***** Extracted data
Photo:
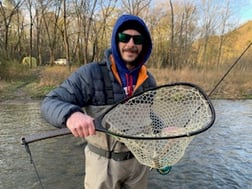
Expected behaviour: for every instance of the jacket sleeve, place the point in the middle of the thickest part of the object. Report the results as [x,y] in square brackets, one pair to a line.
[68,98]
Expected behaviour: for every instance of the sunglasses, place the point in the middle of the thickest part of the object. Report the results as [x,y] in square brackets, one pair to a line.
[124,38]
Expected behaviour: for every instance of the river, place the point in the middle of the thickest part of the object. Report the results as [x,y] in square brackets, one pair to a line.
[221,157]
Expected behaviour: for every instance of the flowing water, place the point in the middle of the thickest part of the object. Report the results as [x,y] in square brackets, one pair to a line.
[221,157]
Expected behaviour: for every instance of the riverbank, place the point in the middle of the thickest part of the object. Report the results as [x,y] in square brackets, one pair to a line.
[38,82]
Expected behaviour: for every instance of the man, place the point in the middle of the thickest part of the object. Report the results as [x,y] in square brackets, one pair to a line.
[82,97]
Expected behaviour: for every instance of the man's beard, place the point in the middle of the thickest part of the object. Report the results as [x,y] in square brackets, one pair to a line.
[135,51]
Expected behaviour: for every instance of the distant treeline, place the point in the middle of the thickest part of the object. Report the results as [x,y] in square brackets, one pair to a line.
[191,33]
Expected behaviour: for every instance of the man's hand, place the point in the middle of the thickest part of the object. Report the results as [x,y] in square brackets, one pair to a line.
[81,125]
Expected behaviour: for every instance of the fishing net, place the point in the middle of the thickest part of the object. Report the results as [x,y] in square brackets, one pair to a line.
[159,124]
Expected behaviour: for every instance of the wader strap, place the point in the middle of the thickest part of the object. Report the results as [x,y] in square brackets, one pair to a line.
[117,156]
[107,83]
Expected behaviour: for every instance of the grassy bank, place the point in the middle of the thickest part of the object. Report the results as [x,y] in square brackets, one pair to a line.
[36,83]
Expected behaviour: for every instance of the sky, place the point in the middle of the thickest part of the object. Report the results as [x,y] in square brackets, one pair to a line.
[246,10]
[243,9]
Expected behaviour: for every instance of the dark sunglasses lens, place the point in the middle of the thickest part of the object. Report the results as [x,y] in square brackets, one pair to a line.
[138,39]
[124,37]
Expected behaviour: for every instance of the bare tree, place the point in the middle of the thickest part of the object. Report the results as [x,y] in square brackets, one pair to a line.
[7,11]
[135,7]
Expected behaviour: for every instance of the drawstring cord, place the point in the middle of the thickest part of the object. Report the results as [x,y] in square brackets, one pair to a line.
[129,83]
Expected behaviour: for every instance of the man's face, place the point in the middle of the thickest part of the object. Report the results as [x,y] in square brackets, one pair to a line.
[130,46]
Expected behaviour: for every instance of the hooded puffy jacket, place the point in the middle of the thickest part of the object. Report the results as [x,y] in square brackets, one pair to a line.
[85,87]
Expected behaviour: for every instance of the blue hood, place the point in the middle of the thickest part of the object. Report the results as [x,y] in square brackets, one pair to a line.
**********
***** Extracted data
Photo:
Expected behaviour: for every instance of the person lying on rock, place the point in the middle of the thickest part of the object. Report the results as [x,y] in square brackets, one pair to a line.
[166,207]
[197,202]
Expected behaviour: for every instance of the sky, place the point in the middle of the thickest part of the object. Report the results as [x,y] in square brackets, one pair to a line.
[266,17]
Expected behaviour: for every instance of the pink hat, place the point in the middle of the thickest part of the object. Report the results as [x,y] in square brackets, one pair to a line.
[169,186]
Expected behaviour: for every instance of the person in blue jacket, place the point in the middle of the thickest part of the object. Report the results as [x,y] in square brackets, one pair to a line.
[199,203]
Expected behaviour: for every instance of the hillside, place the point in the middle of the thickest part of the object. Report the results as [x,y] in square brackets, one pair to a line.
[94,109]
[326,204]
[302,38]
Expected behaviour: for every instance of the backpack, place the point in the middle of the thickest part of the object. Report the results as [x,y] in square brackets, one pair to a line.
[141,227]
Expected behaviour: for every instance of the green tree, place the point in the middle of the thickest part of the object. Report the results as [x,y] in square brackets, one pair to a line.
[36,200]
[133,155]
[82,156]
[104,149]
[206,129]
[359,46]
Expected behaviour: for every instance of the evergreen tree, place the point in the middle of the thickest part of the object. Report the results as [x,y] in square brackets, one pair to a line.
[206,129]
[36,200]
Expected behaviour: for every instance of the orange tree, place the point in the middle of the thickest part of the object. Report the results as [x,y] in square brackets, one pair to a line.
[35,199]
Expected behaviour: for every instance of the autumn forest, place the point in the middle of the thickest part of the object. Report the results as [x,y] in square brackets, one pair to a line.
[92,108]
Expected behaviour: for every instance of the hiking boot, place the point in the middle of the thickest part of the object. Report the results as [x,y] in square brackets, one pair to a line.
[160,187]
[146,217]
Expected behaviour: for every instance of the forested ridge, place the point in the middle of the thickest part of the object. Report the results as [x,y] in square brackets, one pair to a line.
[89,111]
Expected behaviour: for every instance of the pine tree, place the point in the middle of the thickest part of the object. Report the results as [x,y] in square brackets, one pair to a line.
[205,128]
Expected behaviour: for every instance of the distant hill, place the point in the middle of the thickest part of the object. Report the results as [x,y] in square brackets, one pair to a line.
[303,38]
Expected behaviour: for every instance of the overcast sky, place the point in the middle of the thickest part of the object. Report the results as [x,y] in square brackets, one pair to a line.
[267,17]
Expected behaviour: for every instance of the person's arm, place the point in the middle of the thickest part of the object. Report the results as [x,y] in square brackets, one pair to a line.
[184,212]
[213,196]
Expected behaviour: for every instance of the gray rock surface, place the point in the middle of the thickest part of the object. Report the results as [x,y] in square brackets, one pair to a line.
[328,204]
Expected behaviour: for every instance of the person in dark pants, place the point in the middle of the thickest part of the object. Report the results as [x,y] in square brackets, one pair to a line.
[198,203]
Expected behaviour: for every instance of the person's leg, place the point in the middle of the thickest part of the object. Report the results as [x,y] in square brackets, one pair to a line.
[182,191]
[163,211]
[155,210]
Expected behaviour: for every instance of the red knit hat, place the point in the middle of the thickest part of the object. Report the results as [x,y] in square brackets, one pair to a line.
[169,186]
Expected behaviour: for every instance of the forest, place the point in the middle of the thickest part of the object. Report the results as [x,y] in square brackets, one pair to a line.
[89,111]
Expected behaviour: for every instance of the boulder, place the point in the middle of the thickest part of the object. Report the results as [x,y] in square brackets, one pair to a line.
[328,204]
**********
**What is asked**
Convert the lines from the line with "Expected behaviour: for every instance of the dark" to the line with "Expected behaviour: for every instance of the blue" into a numbered list, leaving out any blank lines.

**Output of the exercise**
1. Expected behaviour: for every instance of the dark sunglasses lens, place the point in the middle of the thickest part of the object. Report the results as [x,y] in square brackets, one pair to a line.
2. [138,39]
3. [124,37]
4. Expected behaviour: for every instance of the bare tree, place the point in the middle of the thickest part of the object. Report the results as [x,y] in square brackets, one pair to a line.
5. [7,11]
6. [135,7]
7. Expected behaviour: for every instance of the drawstring cord, place the point in the middle of the thickest part of the object. Report the results as [x,y] in square brackets, one pair to a line.
8. [129,83]
9. Expected behaviour: for every instance of the man's face, place the point in the middle of the thickest part of the object. Report the results as [x,y] in square brackets, one pair to a line.
10. [130,46]
11. Expected behaviour: for every instance of the hooded puffy jacket, place the point in the middle of the thickest part of the object. Report the results as [x,y] in square brackets, one pair to a line.
12. [85,87]
13. Expected behaviour: for every instance of the blue hood, place the point in the middle of the thickest part of the object. Report the results as [x,y] in square brackets, one pair to a line.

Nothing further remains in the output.